• _STATED EXERCISE_
Collect every line of the data below that contains the string "mountain", and copy each one in full. Case counts, so match only lines where the string appears in that exact capitalization.

• _MATERIAL FOR THE TASK_
------------------------------------------------------------------------

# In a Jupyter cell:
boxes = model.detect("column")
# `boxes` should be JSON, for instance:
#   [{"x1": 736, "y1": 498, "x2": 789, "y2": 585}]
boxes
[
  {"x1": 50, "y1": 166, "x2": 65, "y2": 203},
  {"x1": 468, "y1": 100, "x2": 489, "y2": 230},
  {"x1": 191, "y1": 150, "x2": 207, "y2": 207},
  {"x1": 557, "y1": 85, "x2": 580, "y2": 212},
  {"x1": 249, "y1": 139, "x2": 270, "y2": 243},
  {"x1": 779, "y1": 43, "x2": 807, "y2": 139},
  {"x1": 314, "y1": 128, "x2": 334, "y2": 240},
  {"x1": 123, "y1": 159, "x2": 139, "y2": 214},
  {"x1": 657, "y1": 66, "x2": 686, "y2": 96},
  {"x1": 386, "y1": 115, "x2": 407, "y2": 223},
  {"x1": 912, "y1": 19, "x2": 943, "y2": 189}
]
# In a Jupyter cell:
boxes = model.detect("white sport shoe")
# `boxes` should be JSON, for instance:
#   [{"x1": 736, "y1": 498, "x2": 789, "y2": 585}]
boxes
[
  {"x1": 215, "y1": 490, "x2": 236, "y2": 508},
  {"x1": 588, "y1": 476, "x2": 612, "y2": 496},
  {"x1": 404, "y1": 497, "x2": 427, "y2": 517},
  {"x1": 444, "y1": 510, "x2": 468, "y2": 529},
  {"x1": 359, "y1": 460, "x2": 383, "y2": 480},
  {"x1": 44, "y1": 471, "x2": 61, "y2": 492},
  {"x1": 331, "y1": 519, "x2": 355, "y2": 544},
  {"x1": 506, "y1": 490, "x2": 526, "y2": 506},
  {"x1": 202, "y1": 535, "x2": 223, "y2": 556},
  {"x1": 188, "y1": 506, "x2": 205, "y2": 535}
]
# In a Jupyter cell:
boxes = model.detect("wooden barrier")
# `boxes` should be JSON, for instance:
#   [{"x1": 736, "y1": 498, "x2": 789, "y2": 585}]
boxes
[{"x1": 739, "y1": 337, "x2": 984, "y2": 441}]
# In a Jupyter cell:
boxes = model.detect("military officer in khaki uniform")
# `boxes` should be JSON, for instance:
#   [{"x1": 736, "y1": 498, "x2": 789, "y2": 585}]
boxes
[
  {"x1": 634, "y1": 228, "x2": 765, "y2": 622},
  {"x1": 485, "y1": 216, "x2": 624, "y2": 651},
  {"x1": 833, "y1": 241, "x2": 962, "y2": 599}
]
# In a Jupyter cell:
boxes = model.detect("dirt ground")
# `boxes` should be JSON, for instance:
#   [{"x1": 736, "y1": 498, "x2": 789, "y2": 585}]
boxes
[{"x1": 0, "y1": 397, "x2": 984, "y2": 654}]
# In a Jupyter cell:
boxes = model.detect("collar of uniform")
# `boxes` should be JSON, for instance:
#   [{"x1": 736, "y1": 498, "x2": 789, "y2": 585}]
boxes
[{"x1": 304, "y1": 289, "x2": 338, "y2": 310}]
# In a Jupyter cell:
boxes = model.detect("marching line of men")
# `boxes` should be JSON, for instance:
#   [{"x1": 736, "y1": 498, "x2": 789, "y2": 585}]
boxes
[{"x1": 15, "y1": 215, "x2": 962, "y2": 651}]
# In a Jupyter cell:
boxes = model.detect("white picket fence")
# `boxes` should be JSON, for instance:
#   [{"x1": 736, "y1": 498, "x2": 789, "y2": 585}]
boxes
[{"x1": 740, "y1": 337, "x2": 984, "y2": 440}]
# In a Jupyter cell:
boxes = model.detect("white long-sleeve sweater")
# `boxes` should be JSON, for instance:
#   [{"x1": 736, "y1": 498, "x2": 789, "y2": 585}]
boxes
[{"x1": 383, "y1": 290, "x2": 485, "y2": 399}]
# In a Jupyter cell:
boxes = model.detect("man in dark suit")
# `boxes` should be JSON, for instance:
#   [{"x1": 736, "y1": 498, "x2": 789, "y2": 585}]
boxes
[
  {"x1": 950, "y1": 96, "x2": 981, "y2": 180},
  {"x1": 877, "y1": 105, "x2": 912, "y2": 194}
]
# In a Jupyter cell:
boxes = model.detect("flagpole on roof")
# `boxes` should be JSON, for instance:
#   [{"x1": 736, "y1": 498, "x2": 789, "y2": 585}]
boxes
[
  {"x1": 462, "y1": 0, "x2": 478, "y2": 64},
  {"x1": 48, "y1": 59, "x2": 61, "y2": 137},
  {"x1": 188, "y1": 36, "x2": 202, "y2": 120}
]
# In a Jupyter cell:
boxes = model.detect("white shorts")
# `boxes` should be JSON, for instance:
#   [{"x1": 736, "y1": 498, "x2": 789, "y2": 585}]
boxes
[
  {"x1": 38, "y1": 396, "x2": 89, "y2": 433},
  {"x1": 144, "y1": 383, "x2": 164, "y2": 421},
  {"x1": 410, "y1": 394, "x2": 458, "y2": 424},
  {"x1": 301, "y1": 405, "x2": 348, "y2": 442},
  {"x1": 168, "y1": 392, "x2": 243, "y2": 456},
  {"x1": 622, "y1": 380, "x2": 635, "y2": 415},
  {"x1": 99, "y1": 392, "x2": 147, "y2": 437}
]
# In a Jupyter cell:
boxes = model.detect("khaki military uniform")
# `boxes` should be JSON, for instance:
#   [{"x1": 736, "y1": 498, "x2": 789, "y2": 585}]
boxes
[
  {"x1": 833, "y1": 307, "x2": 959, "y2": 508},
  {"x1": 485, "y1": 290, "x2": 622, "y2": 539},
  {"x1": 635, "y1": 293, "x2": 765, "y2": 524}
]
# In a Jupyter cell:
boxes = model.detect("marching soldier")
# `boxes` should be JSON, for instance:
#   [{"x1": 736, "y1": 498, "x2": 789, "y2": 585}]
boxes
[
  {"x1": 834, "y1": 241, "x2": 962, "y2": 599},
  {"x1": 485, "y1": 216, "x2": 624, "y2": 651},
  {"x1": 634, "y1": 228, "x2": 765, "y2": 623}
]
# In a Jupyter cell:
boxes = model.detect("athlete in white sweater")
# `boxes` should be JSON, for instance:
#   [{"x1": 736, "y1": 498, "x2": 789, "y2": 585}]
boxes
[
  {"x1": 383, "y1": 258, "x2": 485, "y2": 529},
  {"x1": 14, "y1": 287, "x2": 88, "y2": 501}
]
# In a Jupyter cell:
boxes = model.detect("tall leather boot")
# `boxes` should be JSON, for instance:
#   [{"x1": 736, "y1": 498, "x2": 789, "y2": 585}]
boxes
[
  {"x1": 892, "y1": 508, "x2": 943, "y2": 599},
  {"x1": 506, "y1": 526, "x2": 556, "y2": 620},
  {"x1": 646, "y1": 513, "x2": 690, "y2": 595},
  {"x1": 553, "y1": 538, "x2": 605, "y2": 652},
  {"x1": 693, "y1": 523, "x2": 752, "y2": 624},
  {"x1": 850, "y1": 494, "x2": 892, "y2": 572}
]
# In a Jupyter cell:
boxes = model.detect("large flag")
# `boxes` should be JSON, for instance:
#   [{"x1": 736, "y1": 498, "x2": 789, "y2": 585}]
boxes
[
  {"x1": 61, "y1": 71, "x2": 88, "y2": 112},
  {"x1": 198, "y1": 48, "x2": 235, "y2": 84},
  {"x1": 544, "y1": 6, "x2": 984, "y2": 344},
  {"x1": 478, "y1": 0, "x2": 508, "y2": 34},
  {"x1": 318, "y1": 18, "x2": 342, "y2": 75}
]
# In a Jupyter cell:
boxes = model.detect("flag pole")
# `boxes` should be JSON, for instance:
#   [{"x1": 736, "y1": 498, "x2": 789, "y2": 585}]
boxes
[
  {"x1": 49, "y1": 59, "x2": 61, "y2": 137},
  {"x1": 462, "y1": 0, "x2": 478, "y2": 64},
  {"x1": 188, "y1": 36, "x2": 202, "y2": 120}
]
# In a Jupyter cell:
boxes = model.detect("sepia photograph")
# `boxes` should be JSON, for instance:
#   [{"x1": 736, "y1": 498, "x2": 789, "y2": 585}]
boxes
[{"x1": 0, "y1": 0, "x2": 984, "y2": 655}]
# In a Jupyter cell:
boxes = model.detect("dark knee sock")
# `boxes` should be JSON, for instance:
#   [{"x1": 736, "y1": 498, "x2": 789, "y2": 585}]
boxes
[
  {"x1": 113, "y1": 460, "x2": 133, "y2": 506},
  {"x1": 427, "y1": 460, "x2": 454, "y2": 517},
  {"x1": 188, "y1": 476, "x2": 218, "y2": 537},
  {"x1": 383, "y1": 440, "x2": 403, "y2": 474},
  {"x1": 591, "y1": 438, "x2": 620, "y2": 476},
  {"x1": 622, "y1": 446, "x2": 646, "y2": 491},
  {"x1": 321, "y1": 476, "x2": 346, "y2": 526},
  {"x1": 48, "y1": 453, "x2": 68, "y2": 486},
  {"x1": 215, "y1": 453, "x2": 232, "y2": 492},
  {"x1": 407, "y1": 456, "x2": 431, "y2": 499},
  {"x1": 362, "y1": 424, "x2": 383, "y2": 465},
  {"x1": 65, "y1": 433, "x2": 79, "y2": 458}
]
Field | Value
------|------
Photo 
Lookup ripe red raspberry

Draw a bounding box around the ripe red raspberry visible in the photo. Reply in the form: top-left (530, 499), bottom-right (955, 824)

------------------------------------------------------------------------

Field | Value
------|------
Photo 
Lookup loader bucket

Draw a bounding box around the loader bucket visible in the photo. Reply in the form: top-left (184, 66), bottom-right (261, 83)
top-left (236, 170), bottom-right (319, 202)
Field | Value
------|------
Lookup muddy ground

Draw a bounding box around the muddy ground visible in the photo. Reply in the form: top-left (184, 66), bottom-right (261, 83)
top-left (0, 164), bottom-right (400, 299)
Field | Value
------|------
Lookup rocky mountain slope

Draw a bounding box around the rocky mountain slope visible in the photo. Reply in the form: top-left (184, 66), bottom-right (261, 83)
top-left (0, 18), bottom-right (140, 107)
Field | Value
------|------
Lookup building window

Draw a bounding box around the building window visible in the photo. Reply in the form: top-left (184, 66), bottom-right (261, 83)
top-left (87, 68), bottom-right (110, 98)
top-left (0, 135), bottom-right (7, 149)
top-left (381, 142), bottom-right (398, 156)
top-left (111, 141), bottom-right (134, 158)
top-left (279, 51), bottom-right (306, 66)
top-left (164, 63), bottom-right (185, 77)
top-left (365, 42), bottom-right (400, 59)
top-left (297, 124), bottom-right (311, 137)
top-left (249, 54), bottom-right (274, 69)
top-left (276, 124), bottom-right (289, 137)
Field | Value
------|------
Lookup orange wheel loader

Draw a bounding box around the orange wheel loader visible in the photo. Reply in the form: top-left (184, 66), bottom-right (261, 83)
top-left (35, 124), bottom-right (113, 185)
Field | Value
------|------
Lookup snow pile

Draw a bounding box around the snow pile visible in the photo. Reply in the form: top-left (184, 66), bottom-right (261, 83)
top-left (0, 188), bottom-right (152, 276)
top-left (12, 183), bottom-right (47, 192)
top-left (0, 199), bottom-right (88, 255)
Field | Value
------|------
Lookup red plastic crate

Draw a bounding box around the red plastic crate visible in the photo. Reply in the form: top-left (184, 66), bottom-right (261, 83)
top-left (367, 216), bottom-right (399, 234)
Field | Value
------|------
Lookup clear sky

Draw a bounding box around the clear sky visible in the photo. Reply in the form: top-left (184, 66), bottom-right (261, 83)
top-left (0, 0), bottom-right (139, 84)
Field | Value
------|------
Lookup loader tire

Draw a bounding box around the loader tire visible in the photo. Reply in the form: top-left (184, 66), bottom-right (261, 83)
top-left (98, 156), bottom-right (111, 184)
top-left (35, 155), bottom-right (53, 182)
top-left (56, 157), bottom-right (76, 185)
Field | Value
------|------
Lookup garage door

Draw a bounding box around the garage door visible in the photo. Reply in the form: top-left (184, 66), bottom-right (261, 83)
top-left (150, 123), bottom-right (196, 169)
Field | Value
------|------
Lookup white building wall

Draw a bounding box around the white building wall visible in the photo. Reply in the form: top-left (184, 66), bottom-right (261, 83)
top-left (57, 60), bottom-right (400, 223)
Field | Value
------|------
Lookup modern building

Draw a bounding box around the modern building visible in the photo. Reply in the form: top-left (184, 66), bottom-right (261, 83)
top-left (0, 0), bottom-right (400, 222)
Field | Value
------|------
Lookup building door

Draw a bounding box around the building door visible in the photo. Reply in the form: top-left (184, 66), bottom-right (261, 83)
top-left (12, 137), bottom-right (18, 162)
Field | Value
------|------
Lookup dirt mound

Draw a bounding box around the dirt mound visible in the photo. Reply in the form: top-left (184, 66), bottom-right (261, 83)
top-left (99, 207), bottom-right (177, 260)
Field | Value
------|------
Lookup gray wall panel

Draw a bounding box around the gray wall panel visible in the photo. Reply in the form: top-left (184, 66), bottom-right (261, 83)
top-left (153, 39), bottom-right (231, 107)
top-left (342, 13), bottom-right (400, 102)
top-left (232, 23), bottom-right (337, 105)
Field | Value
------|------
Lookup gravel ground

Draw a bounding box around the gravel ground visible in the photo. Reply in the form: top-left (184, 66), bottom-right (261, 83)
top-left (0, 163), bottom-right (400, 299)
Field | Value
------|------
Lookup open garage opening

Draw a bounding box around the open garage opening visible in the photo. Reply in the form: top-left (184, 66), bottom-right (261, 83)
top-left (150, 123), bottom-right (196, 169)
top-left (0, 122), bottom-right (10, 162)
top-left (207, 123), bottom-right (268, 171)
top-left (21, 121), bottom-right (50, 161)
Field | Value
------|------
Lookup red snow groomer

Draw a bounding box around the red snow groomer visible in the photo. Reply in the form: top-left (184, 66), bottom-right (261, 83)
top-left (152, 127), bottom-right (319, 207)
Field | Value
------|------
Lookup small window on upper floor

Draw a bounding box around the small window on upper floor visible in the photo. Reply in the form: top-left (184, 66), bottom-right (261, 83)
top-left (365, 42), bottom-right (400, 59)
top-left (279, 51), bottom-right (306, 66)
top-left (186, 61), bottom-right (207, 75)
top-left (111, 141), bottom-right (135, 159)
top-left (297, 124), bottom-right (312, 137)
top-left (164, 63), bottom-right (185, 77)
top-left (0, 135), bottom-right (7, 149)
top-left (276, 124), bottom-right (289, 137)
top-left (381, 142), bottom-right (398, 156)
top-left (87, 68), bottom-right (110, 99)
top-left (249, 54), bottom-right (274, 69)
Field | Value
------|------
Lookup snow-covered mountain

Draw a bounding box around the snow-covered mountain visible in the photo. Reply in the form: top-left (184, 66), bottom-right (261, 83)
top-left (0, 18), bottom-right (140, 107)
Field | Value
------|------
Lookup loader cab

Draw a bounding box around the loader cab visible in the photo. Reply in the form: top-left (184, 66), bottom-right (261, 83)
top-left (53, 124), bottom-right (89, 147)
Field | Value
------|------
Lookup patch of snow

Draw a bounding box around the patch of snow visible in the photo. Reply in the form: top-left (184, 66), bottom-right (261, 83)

------------------------------------------------------------------------

• _RESULT_
Lookup rocky mountain slope
Draw a bounding box around the rocky mountain slope visible in the photo. Reply in the form: top-left (184, 66), bottom-right (261, 83)
Lookup snow-covered mountain
Draw a bounding box around the snow-covered mountain visible in the photo. Reply in the form: top-left (184, 66), bottom-right (261, 83)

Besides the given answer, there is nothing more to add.